**EXERCISE**
Reproduce the following records verbatim, beginning with the line that contains "Find the gutter" and continuing through the final line of the records.

**Records of labeled points**

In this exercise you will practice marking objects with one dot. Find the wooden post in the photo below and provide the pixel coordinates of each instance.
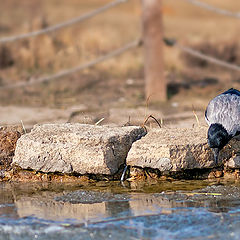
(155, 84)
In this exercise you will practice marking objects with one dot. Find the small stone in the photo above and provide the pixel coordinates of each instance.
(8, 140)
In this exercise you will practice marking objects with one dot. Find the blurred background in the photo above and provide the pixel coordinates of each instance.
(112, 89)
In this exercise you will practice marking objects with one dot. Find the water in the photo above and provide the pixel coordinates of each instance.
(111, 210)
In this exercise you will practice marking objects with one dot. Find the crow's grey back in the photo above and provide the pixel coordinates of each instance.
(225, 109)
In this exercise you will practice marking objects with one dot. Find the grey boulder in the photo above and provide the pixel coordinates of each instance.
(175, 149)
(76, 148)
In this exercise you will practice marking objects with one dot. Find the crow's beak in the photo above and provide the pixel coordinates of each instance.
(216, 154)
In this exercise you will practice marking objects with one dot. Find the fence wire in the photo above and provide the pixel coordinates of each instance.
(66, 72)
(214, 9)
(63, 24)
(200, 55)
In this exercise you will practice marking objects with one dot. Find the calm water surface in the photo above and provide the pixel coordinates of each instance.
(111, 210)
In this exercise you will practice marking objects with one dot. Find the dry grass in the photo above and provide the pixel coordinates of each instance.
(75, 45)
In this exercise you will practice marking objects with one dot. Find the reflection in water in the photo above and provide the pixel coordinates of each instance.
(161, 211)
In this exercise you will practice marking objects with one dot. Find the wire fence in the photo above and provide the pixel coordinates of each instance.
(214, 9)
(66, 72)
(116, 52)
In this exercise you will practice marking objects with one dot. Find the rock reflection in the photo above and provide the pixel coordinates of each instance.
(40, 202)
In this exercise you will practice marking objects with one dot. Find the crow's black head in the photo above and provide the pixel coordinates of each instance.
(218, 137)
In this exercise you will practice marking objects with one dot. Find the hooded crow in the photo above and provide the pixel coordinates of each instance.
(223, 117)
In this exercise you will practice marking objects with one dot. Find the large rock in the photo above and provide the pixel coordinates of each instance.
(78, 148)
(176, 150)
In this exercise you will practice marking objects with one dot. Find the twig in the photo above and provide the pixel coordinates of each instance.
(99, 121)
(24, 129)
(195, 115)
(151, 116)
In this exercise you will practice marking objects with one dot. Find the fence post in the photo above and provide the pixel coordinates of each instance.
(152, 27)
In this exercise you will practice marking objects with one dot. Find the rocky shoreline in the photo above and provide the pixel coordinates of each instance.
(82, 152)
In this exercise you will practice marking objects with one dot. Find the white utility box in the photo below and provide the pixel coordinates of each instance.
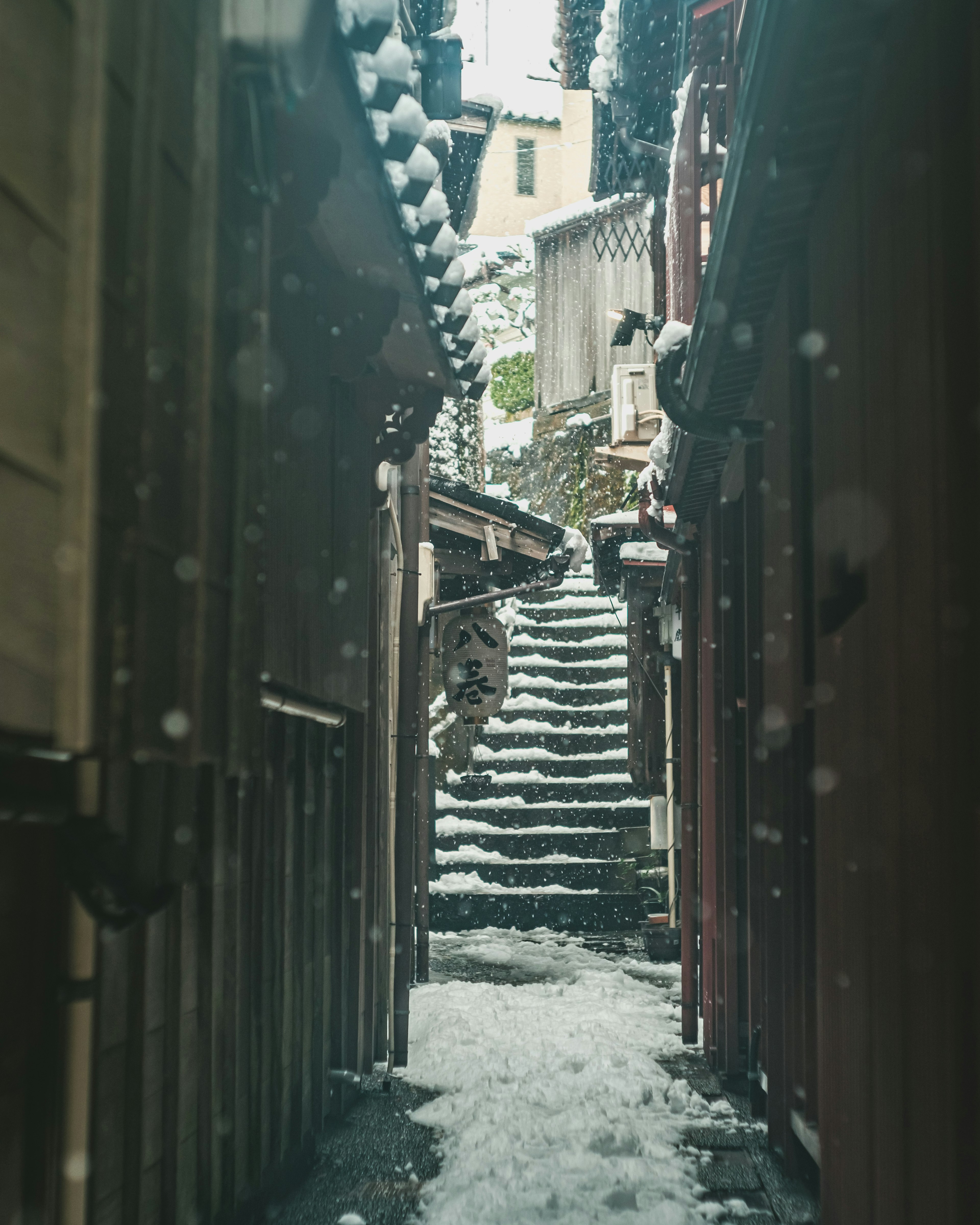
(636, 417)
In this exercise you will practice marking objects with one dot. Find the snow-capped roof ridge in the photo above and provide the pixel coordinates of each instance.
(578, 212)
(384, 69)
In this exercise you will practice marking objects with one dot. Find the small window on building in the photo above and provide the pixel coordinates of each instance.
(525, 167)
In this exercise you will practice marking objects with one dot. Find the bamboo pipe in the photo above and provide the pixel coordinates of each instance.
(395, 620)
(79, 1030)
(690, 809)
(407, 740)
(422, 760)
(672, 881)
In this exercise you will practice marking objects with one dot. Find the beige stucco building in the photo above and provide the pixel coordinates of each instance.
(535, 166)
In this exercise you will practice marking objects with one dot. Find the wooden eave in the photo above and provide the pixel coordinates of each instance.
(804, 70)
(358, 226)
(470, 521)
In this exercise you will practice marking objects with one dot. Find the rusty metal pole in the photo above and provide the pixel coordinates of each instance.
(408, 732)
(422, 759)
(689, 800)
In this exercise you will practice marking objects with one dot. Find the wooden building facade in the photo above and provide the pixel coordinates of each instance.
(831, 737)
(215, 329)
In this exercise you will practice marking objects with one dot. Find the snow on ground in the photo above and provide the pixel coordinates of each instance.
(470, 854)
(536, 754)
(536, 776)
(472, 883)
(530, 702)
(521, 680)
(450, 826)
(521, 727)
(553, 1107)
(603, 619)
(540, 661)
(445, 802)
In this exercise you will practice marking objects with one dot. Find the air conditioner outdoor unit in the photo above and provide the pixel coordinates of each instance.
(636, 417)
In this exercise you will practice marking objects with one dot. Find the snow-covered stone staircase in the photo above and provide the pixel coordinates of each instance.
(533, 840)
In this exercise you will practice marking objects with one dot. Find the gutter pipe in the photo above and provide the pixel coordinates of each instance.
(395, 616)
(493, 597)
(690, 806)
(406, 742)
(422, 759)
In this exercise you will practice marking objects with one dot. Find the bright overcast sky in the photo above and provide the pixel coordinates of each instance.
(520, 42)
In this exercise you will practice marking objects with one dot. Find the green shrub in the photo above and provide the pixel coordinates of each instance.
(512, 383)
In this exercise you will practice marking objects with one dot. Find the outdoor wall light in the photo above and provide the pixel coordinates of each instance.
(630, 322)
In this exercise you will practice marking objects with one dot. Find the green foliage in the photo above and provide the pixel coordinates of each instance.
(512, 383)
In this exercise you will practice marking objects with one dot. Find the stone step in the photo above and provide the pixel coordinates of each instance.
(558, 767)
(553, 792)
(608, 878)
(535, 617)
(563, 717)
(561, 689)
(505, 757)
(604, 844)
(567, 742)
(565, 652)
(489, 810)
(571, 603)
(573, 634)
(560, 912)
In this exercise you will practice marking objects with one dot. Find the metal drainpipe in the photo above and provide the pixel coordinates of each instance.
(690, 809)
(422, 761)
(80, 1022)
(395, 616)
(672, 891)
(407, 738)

**COMPLETED EXERCISE**
In this exercise you will practice marking objects with one dot. Find the gutter pipe in the photo above and provide the pixel coordinates of each instance.
(395, 616)
(493, 597)
(690, 806)
(406, 742)
(422, 759)
In this exercise you will practice marking objects with one dot. Find the bright overcast sky in the photo above and provide the pixel coordinates of each instance.
(520, 42)
In this exercise you will practice marking objects with one dot. Find the green shrub in the photo above and provide the pixel coordinates of each instance.
(512, 383)
In this exercise you will practice marking objects with one dot. Find the outdoor wall light in the photo above and provide the pixel coordinates of each instance.
(630, 322)
In this exercise you will practice marking objects with one dot. Find the green foliage in the photo above and provide the pixel coordinates of each instance.
(512, 383)
In this exercise you will practice marking objects with one dot. Find the stone step in the photo above and provide the pixel coordinates of each instance.
(558, 767)
(553, 792)
(608, 878)
(535, 617)
(563, 717)
(561, 689)
(505, 757)
(604, 844)
(567, 742)
(565, 652)
(489, 810)
(571, 603)
(573, 634)
(560, 912)
In this exercise you will practice marking objects with one dot. Find the metal drainpipe in the photo above and provide the pixel coordinates of each instance.
(690, 809)
(422, 761)
(80, 1022)
(395, 616)
(672, 891)
(407, 738)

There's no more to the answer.